**Goal of the exercise**: Print the material below word for word, leaving out the pictures.
START Extracted data
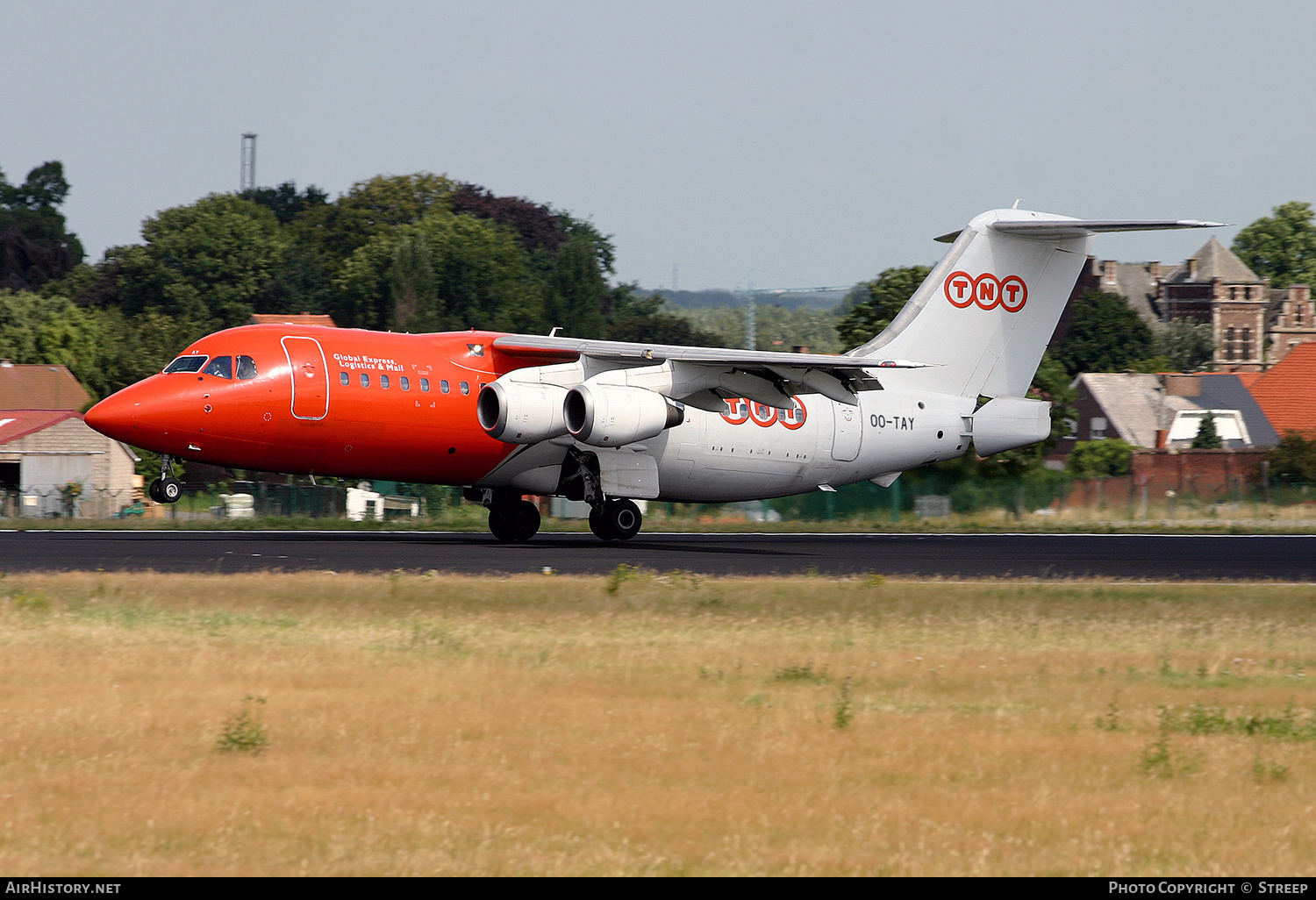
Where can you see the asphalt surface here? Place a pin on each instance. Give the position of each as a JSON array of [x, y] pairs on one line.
[[1153, 557]]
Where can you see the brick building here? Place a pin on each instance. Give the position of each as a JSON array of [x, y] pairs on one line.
[[45, 446], [1253, 325]]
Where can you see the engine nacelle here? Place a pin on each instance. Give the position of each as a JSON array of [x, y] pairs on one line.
[[521, 413], [611, 416]]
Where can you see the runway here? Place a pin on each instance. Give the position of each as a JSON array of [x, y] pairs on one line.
[[1155, 557]]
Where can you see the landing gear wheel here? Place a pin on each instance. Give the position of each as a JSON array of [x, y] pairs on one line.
[[515, 523], [165, 489], [171, 489], [599, 525], [621, 518]]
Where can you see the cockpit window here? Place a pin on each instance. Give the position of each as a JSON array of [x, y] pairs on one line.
[[186, 365], [220, 368]]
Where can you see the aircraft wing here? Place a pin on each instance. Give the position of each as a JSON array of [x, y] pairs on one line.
[[836, 376]]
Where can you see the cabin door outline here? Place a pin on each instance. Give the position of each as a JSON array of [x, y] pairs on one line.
[[310, 376]]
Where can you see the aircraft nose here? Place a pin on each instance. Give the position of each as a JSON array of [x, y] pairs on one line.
[[115, 416]]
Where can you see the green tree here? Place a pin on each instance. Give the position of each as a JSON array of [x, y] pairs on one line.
[[1207, 437], [204, 262], [1294, 458], [1187, 346], [636, 318], [576, 289], [411, 278], [1100, 458], [482, 279], [876, 303], [34, 244], [1281, 246], [1105, 334], [776, 328], [286, 203], [336, 231]]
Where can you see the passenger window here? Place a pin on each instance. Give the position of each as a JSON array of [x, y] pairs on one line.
[[220, 368], [186, 365]]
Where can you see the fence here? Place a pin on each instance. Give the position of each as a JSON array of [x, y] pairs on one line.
[[49, 502]]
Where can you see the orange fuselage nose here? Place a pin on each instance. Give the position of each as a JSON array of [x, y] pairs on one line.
[[153, 415]]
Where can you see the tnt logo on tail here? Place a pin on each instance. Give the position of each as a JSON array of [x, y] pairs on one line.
[[989, 291]]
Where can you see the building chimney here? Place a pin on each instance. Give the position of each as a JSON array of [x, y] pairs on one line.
[[1184, 386]]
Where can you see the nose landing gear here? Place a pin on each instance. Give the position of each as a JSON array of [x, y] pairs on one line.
[[166, 489]]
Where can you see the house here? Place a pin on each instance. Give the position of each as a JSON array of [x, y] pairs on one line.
[[52, 463], [1287, 391], [1166, 411], [291, 318], [1253, 325]]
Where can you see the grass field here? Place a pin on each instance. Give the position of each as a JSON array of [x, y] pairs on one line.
[[653, 724]]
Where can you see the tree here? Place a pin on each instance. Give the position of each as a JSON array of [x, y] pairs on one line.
[[1207, 437], [1281, 246], [576, 289], [34, 245], [1105, 458], [286, 203], [336, 231], [1105, 336], [481, 279], [1294, 458], [204, 262], [878, 302], [411, 278], [1187, 346], [634, 318]]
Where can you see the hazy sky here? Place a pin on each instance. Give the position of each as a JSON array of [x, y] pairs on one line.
[[778, 142]]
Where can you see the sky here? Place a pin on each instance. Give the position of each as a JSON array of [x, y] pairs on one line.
[[766, 144]]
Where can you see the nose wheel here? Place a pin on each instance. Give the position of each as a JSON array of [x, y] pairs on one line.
[[616, 520], [166, 489]]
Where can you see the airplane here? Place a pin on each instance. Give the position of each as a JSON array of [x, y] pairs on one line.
[[610, 423]]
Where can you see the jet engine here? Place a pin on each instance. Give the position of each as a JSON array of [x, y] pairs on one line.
[[611, 416], [521, 413]]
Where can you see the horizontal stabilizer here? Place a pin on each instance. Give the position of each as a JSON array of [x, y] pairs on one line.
[[1070, 228]]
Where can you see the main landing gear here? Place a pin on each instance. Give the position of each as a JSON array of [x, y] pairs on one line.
[[166, 489], [512, 520], [616, 520]]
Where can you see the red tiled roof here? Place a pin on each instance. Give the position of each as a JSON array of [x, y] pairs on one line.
[[291, 318], [39, 387], [1287, 392], [21, 423]]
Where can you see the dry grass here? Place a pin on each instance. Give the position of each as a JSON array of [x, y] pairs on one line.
[[669, 725]]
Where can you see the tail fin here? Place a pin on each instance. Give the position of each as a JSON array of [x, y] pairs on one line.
[[984, 315]]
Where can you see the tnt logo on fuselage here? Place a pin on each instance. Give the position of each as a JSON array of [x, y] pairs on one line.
[[742, 410], [987, 291]]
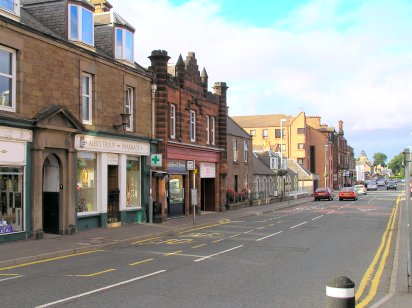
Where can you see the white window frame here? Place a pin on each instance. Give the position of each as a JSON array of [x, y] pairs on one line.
[[235, 149], [11, 108], [192, 125], [79, 24], [245, 151], [207, 129], [89, 97], [213, 130], [172, 121], [128, 106], [122, 55]]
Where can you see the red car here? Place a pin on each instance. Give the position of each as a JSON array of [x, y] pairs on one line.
[[323, 193], [348, 193]]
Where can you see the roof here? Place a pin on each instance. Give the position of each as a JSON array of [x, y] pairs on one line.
[[261, 120], [234, 129]]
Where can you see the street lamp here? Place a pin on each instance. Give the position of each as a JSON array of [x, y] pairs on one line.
[[281, 142]]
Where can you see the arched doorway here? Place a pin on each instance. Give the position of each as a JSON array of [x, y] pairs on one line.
[[51, 194]]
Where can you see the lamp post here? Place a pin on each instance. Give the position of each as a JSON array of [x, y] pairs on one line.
[[281, 142]]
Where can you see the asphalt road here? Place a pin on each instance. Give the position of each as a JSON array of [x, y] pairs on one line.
[[279, 259]]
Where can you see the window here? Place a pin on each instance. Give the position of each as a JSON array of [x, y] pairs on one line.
[[86, 182], [245, 151], [81, 24], [172, 121], [128, 107], [213, 130], [11, 199], [87, 98], [7, 79], [207, 129], [133, 182], [124, 45], [234, 149], [192, 125]]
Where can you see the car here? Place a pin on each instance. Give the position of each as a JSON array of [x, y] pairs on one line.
[[360, 189], [391, 185], [348, 193], [372, 186], [323, 193]]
END Extracted data
**Final result**:
Where can you see the asphalt surface here? Place a pin on each instance. Give the position of each as a JSON array of [x, y] pairs on one line.
[[1153, 557]]
Where can you see the brick building here? Place a pin on each instance. Give the position of each as a JSON array of [x, y] pairs on one line.
[[45, 446], [1253, 325]]
Where can you see the engine nacelle here? Place a pin on each instance. Give the position of each as a JSON array of [x, y] pairs on one line.
[[521, 413], [611, 416]]
Where can you see the runway here? Place a pin on each instance. Give the position of each as a JSON array of [x, y] pairs on one line.
[[1155, 557]]
Where can you see the landing gear wheel here? Place a pin on each instance. Give the position of each as a JSON array of [x, y] pairs on one line.
[[515, 523], [165, 489], [171, 489], [599, 525], [621, 518]]
Where can you see the cockpit window here? Place a pin on each instance. Give the position of each as a JSON array of [x, y] pairs on one line.
[[186, 365], [220, 368]]
Where can you see the aircraft wing here? Place a pin on each instance. Give the position of each as a JSON array of [x, y] pairs on one line.
[[836, 376]]
Where can you see the cabin door outline here? Place a pin on each instance. Give the position of each as a JSON array of [x, y] pairs on one line.
[[310, 376]]
Where can you see the aircraft nose here? Place a pin on each instance. Give the position of each as a JSON array of [x, y] pairs on one line.
[[115, 416]]
Where can you see the green tree here? Place a pin on each instance. Give the position of each as a JSON array of [x, y] pairs on one line.
[[1207, 437], [204, 262], [1294, 458], [1187, 346], [636, 318], [576, 289], [411, 278], [1100, 458], [482, 279], [876, 303], [34, 244], [1281, 246], [1105, 334], [776, 328], [286, 203], [336, 231]]
Where can you see the passenger window here? Place a pin on each instance. Give the position of each as a JSON array of [x, y] pairs on one line.
[[220, 368], [186, 365]]
Where can you see the fence here? Place a pin on each instance. Give the position of each as a JSON array of [x, y] pairs on one line.
[[49, 502]]
Where can you see the orange fuselage nose here? Place a pin on each instance. Give the position of each as a JSON array of [x, y] pairs on one line.
[[153, 415]]
Where can you see the tnt logo on tail here? Place a pin on each instance. Give the position of each as a JSON array of [x, y] pairs on one line.
[[989, 291]]
Where can you see the building chimney here? Place a pin on each instance. Give the position of each as a JSON array of [x, y] pairs on one line.
[[1184, 386]]
Where can you see the nose landing gear here? Place a pin on each instance. Give the position of each as a JSON array of [x, y] pairs on one line.
[[166, 489]]
Where can you see the house here? Place a pin on each instance. Give the position of each as a JSON array of [x, y] pairs on one line.
[[52, 463], [1287, 391], [1166, 411], [291, 318], [1253, 325]]
Where can you see the grass field here? Place a pin on each instance. Give the position of each as a JSON array of [x, y] pairs on one line.
[[653, 724]]
Where can you see the tree here? Place a pin on each instance. Give the position of each as a JSON array of [x, y] pairs on one line.
[[1207, 437], [1281, 246], [576, 289], [34, 245], [1105, 458], [286, 203], [336, 231], [1105, 336], [481, 279], [1294, 458], [204, 262], [878, 302], [411, 278], [1187, 346], [634, 318]]
Where can you see the hazy sky here? Place a pin on each instance. Give the position of each as a JSON array of [x, y] pairs on one line.
[[778, 142]]
Where can you see the sky here? Place a pin on each instance. Give the position of each as a JSON array of [x, y] pairs on one line.
[[766, 144]]
Where can you see the nose wheel here? Place a pin on each instance. Give the position of each as a JSON array of [x, y] pairs on one line.
[[616, 520], [166, 489]]
Where can you see the airplane here? Place a pin on each instance. Give the position of each as a JSON array of [x, y] pairs on one line.
[[610, 423]]
Where can you see the jet engine here? Place a pin on each instance. Give the position of each as a JSON array of [x, y] pairs on one line.
[[611, 416], [521, 413]]
Where can you see the horizontal stabilizer here? Place a pin on each instance. Give the position of each as a JSON array of [x, y] pairs on one line.
[[1070, 228]]
Where can you see the main landing gear here? Place a pin on each instance. Give the position of each as a JSON array of [x, y] pairs on one line.
[[166, 489], [512, 520], [616, 520]]
Where can you see the red tiled roof here? Place a pin on each instance. Give the position of each as a JSON array of [x, y] pairs on one line.
[[291, 318], [39, 387], [1287, 392], [21, 423]]
Where can you see the dry grass here? Place a pin on each instance. Give the position of each as a JSON array of [x, y] pairs on one line.
[[669, 725]]
Where can you see the tail fin here? Place a pin on each instance. Give the position of each as a JSON array of [x, y] pairs on one line.
[[984, 315]]
Where can you see the tnt logo on fuselage here? Place a pin on each instance. Give the position of each as a JSON array of [x, y] pairs on one line.
[[742, 410], [987, 291]]
Where can you see the white window frame here? Place a pin on each instance. Give the position of each as a JSON array of [x, y] pairs on one line.
[[235, 149], [11, 108], [192, 125], [79, 24], [245, 151], [207, 129], [89, 97], [213, 130], [172, 121], [128, 106], [122, 55]]
Where can you see the red car here? Place a pin on each instance. Give the position of each as a JSON array of [x, y] pairs on one line.
[[323, 193], [348, 193]]
Where can you see the roof here? Place a pin on each instance. Give the position of each as a JSON array of [x, y] pairs on one line.
[[261, 120], [234, 129]]
Where can you see the street lamp here? Place a pin on each instance. Give the position of each as a JSON array of [x, y] pairs on one line.
[[281, 142]]
Where can you see the arched doorway here? Place a pin on each instance. Give the position of each as a JSON array of [x, y] pairs on one line.
[[51, 194]]
Where can you see the lamp post here? Place a pin on each instance. Give the position of each as a JSON array of [x, y] pairs on one line.
[[281, 142]]
Where can you see the asphalt road here? Place a pin on each instance. Give the position of each as a JSON array of [x, y] pairs on one line.
[[279, 259]]
Where can you see the window here? Place a pin on each instance. Give the position of each as a JSON array of [x, y] pairs on one line.
[[86, 182], [245, 151], [81, 24], [172, 121], [128, 107], [213, 130], [11, 199], [87, 98], [7, 79], [207, 129], [133, 182], [124, 45], [234, 149], [192, 125]]
Where can you see the car here? Place a pin on each instance. Give the position of each as a JSON array of [x, y] pairs on one line.
[[360, 189], [391, 185], [348, 193], [372, 186], [323, 193]]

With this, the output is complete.